Exercise goal. Would you print the entire listing exactly, leaving nothing out?

Data shown.
╭──
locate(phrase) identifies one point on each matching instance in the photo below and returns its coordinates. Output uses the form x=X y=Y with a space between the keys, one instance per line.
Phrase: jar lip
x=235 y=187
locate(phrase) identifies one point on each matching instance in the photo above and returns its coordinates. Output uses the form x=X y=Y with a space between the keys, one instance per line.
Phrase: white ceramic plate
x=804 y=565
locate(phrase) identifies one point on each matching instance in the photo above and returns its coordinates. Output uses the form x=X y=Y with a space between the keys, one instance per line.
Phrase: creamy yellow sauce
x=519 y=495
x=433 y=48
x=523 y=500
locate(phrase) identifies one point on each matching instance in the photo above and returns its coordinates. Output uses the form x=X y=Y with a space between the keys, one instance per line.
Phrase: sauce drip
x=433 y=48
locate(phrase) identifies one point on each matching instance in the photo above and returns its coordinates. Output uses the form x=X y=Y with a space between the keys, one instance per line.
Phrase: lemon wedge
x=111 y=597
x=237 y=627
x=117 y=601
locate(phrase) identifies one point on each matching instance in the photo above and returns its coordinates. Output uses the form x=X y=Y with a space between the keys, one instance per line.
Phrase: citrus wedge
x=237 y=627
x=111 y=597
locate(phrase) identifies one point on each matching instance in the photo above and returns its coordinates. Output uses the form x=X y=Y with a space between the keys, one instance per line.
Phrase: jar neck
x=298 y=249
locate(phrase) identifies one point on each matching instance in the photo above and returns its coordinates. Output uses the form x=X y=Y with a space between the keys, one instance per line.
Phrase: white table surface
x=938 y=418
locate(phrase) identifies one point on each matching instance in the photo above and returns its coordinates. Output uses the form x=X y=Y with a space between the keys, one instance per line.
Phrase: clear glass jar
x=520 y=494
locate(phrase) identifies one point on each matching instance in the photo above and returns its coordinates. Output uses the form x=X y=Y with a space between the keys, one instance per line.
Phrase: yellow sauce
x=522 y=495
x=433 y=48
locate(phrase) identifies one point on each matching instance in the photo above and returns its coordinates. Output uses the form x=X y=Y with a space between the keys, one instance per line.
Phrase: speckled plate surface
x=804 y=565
╰──
Task result.
locate(phrase) identifies one point on each matching instance in the photo below and returns its coordinates. Output uses the form x=X y=Y with a space between the keys, one instance per line.
Phrase: jar lip
x=235 y=187
locate(phrase) identifies one point on each matching instance in the photo above and returns its coordinates. Output uses the form x=X y=Y with a space between the keys, one instance per line.
Phrase: white ceramic plate
x=804 y=565
locate(phrase) identifies one point on each matching instance in the photo above and returns its coordinates. Output uses the form x=X y=Y with a space between the keys, one instance per line.
Phrase: creamy yellow sauce
x=519 y=495
x=433 y=48
x=523 y=500
locate(phrase) identifies one point on each matching instance in the photo above and returns its coordinates. Output uses the form x=X y=Y with a space between the keys, one instance per line.
Phrase: sauce drip
x=433 y=48
locate(phrase) identifies one point on each matching instance in the photo above and returns its coordinates. Output uses the form x=X y=Y with a space between the keys, one instance per line.
Phrase: lemon wedge
x=111 y=597
x=237 y=627
x=117 y=601
locate(phrase) identifies one point on each matching instance in the photo above and returns its coordinates. Output uses the form x=X y=Y with a space between the keys, one instance per line.
Phrase: citrus wedge
x=237 y=627
x=111 y=597
locate(phrase) identifies one point on each matching instance in the photo above and returns its coordinates. Output uses the form x=X y=Y with a space between the keys, one instance per line.
Phrase: jar neck
x=298 y=249
locate(phrase) identifies one point on each matching instance in the photo above and returns its coordinates. Output uses the form x=X y=Y with a space between the keys, one instance per line.
Phrase: white table surface
x=938 y=418
locate(phrase) identifies one point on each matching instance in the photo above and returns its coordinates. Output uses the form x=X y=Y with a space between the keys, one instance per line.
Phrase: clear glass jar
x=520 y=494
locate(phrase) identifies one point on each matching instance in the photo above and returns its coordinates. Output uses the form x=X y=Y with a space between the keys, one instance per line.
Phrase: yellow sauce
x=522 y=495
x=433 y=48
locate(phrase) identifies one point on each matching instance in the photo above and returns its coordinates. Output uses the form x=X y=Y with a space between the keys, one instance per line.
Phrase: speckled plate surface
x=804 y=565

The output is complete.